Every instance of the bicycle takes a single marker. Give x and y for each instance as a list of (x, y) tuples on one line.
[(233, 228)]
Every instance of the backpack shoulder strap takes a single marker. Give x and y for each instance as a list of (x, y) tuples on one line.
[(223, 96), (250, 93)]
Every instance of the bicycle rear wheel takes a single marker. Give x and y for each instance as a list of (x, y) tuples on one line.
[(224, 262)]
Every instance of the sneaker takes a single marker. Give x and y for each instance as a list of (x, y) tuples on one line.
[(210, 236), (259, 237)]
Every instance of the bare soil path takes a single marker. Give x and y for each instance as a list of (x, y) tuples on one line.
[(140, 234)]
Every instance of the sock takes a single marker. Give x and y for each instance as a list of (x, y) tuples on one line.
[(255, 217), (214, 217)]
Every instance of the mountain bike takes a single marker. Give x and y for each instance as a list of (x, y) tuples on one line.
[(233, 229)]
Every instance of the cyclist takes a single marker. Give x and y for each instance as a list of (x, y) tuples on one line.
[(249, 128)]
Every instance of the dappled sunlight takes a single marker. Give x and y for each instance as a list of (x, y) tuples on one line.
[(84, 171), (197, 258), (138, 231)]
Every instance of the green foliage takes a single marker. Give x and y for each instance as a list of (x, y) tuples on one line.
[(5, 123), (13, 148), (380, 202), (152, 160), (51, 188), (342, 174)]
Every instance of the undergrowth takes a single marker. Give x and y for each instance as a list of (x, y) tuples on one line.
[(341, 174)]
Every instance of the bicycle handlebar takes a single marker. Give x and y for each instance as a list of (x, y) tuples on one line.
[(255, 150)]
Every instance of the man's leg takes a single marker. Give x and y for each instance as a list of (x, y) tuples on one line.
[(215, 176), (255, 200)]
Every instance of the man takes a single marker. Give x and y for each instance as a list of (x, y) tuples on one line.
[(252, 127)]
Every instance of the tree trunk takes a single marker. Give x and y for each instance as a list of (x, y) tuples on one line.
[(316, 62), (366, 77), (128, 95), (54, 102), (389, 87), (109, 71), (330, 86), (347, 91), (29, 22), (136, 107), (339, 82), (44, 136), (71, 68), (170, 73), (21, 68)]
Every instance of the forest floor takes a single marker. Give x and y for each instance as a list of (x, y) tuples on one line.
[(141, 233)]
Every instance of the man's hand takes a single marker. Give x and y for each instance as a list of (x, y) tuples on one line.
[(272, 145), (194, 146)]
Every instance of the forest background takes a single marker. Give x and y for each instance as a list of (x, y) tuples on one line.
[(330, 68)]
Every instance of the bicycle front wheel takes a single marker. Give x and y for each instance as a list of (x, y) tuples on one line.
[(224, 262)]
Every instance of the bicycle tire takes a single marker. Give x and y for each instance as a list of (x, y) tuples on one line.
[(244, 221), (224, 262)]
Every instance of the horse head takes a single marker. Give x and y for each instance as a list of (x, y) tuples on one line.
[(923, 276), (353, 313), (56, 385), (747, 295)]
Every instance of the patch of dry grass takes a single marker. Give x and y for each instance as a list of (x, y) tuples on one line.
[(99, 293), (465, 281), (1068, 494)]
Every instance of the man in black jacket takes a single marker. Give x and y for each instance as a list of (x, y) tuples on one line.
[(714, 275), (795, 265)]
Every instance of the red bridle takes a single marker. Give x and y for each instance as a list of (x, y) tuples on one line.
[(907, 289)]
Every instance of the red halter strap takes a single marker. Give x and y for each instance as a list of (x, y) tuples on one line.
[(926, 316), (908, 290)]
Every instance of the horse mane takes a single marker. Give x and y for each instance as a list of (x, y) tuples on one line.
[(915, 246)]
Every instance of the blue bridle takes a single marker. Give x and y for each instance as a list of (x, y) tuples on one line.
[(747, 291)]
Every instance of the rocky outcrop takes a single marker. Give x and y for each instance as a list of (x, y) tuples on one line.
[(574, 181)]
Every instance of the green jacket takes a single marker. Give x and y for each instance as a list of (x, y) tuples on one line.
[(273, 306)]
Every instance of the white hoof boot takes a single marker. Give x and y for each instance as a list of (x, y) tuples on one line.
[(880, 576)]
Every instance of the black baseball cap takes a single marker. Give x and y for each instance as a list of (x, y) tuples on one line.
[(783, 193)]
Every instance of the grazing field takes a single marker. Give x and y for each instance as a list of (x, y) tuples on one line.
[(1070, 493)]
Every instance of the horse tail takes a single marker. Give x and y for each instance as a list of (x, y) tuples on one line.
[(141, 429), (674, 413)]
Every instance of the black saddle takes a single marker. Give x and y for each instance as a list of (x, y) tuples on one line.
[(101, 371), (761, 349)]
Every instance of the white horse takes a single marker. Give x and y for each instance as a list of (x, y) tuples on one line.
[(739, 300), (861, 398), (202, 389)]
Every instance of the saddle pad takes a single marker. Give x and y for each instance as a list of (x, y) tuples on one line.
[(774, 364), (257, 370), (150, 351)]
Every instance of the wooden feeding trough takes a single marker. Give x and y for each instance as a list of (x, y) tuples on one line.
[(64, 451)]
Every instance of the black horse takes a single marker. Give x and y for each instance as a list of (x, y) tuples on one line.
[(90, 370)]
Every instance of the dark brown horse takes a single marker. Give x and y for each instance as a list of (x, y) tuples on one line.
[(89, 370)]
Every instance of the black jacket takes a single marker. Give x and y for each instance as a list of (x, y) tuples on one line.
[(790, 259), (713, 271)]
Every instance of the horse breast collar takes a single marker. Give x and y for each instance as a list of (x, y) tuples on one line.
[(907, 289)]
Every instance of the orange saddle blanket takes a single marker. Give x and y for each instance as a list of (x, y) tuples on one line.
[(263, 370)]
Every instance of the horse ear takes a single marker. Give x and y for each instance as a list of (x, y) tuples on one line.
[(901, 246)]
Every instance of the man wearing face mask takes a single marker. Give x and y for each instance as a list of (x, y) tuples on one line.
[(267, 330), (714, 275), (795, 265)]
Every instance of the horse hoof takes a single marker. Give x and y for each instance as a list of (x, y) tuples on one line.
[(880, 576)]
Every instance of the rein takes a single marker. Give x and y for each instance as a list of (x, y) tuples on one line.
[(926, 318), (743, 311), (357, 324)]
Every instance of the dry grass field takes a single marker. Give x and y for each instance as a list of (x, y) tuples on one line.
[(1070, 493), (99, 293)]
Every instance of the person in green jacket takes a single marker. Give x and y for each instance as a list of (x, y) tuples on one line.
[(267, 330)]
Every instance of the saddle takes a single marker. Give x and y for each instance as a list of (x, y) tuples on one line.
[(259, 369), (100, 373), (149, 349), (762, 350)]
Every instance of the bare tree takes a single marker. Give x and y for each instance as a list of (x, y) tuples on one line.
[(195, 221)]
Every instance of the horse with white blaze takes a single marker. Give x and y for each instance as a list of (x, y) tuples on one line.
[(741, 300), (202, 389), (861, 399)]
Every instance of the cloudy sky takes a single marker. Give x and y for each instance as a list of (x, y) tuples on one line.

----

Retype the material above exactly as given.

* [Written answer]:
Every instance of the bicycle takes a single marker. Give x and y for each instance as a list of (x, y) tuples on one line.
[(233, 228)]
Every instance of the backpack shoulder strap takes a single marker. Give x and y for each instance as a list of (x, y) tuples on one line.
[(223, 96), (250, 93)]
Every instance of the bicycle rear wheel takes a single marker. Give x and y for each instance as a list of (x, y) tuples on one line.
[(224, 262)]
Every instance of the sneaker takes a single marker. Give x and y for each instance as a list of (x, y) tuples on one line.
[(210, 236), (259, 237)]
Every instance of the bare soil path takes a single marker. Give x and y for each instance as a list of (x, y) tuples on one line.
[(140, 234)]
Every instance of the sock takes a single marker. Give x and y for each instance as a list of (x, y) tuples on one line.
[(255, 217), (214, 217)]
Every instance of the mountain bike takes a single marker. Give x and y for each instance as a list of (x, y) tuples on one line.
[(233, 229)]
Every instance of the cyclist takes a single marker. Give x and y for each instance as a list of (x, y) tuples on one line.
[(249, 128)]
Every instance of the dappled sunlight takes a single marker. Give x and y for each instance as a list of (x, y) tuples on one line.
[(84, 171), (197, 258), (138, 231)]
Every instance of the green foliage takes a single marker. Give x and y for each instance as a list of (x, y) tuples on one line.
[(5, 123), (13, 148), (380, 202), (152, 160), (51, 188), (342, 174)]
Every instance of the undergrowth takes a single marker. Give x and y for each instance as a list of (x, y) tuples on one line.
[(341, 174)]
Every instance of the bicycle handlebar takes a single marker. Give x and y for each instance as a list of (x, y) tuples on one line.
[(255, 150)]
Every instance of the man's leg takes a single marker. Give x and y for each instance as a list of (x, y) tuples on one line.
[(215, 176), (255, 200)]
Every instance of the man takes a single marker. Give x and y for each instance as a list of (x, y) tuples on one line.
[(252, 127)]
Every instance of the tree trunk takes a single marker. Give x and y for each instance as a list of (x, y) tuples on one line.
[(316, 62), (366, 77), (128, 95), (54, 102), (389, 87), (109, 71), (330, 86), (347, 91), (29, 22), (136, 107), (339, 82), (44, 136), (71, 68), (170, 73), (21, 68)]
Every instance of the forest floor takes a single marker. Give x and y for each instance as a list of (x, y) tuples on one line.
[(141, 233)]
Every instance of the man's hand takes a single marker. Give x and y for each instance as a list of (x, y) tuples on one line.
[(272, 145), (194, 146)]
Every instance of the forest background takes a single marker. Give x and y for each instance as a list of (x, y) tuples on one line.
[(330, 68)]
Every instance of the bicycle front wheel takes a single marker. Give x and y for each instance as a list of (x, y) tuples on one line.
[(224, 262)]
Every instance of the bicycle tire takes a single marker. Give x and y for each instance as a list of (x, y) tuples on one line.
[(244, 221), (224, 262)]
Every instance of the horse head takes a single marker. Give x and y for each instance as a list of (x, y) tuples on one line.
[(923, 276), (353, 313), (56, 385), (747, 295)]
Every instance of the patch of dry grass takes a single marker. Give x and y for each instance as a list of (x, y) tuples on one line.
[(99, 293), (465, 281), (1068, 494)]
Every instance of the man in black jacket takes a single marker. Give x and y for each instance as a list of (x, y) tuples on one line.
[(714, 275), (795, 265)]
Every instance of the red bridle takes a single marker. Give x and y for each instance as a list of (x, y) tuples on one line.
[(907, 289)]
Every instance of the red halter strap takes a single marker. Give x and y for each instance as a list of (x, y) tuples on one line.
[(926, 316), (908, 290)]
Every instance of the horse mane takes a single marker. Give x and y for each instance as a list of (x, y) tuples on one line.
[(915, 246)]
Every instance of the blue bridle takes a single marker. Give x and y for each instance as a list of (x, y) tuples on one line.
[(747, 291)]
Every instance of the rocky outcrop takes a single marker. Give x and y for each instance as a list of (x, y) tuples on one line.
[(574, 181)]
Every instance of the green jacket takes a single marker. Give x and y for each instance as a list of (x, y) tuples on one line.
[(273, 306)]
Every instance of the white hoof boot takes a single marker. Give x and y for each instance as a list of (x, y) tuples on one line.
[(880, 576)]
Every instance of the black baseball cap takes a single marker. Give x and y for each instance as a list of (x, y) tuples on one line.
[(783, 193)]
Every instance of the grazing field takes a single marker. Give x and y for each instance as a list of (x, y) tuples on one line.
[(1070, 493)]
Every instance of the horse tail takes a single marker. Give x and y for each instance as a list of (x, y) tuples on one line.
[(141, 429), (674, 413)]
Every instance of the black saddle takes a single marker. Give x and y for each instance as a list of (x, y) tuples on one line.
[(101, 371), (761, 349)]
Every instance of the white horse takes a single marker. Give x and y for each instance as a list of (x, y) tuples on one line.
[(739, 300), (861, 398), (202, 389)]
Every instance of the saddle pad takes a single marker. Give x and y for each instance as a list of (x, y) tuples on one line.
[(774, 364), (257, 370), (150, 351)]
Every instance of the wooden feeding trough takes a single marker. Give x and y for each instance as a list of (x, y) tuples on one line.
[(64, 451)]
Every instance of the black horse takes a single marker. Give x and y for each instance as a list of (x, y) tuples on one line.
[(90, 370)]
Every instance of the dark brown horse takes a single marker. Give x and y for each instance as a list of (x, y) tuples on one line.
[(89, 370)]
Every instance of the black jacket takes a single marker. Give x and y for each instance as a list of (x, y) tuples on one line.
[(790, 259), (713, 271)]
Every instance of the horse breast collar takes a single marker. Give x and y for each instance as a list of (x, y) tuples on one line.
[(907, 289)]
Every instance of the orange saddle blanket takes a single marker. Give x and y for each instance as a list of (x, y) tuples on one line.
[(263, 370)]
Every instance of the horse ear takes a single marker. Give x and y for each instance as a list of (x, y) tuples on one line.
[(901, 246)]
Every instance of the man wearing face mask takes a single marker. Give x and y for each instance as a list of (x, y) tuples on one line.
[(267, 330), (714, 275), (795, 265)]
Every instance of the horse hoof takes a single marker. Give x and y for each instance as a list of (x, y) tuples on one line.
[(880, 576)]
Every instance of the rein takes a single marker. Give x and y for each instance as a list of (x, y) tuples on one line.
[(926, 318), (743, 311), (357, 324)]
Every instance of the dry grass field takes a single marker. Give x and y for each instance as a list of (x, y) tuples on one line.
[(1070, 493), (99, 293)]
Every instance of the person in green jacket takes a single marker. Give x and y for each instance as a list of (x, y) tuples on one line.
[(267, 330)]
Every instance of the saddle takes a single marker. Give x and y for each instance as a list of (x, y) tuples on one line.
[(259, 369), (100, 373), (149, 349), (762, 350)]
Every instance of the bare tree takes a single marker. Give x and y for each instance as a list of (x, y) tuples on one line.
[(195, 221)]
Every instance of the horse with white blaze takes a single marker. Give x and y for each instance as a list of (x, y) tuples on one line.
[(741, 300), (202, 389), (861, 399)]
Every instance of the cloudy sky takes a single marker. Give x and y for each instance as a list of (x, y) tuples on one line.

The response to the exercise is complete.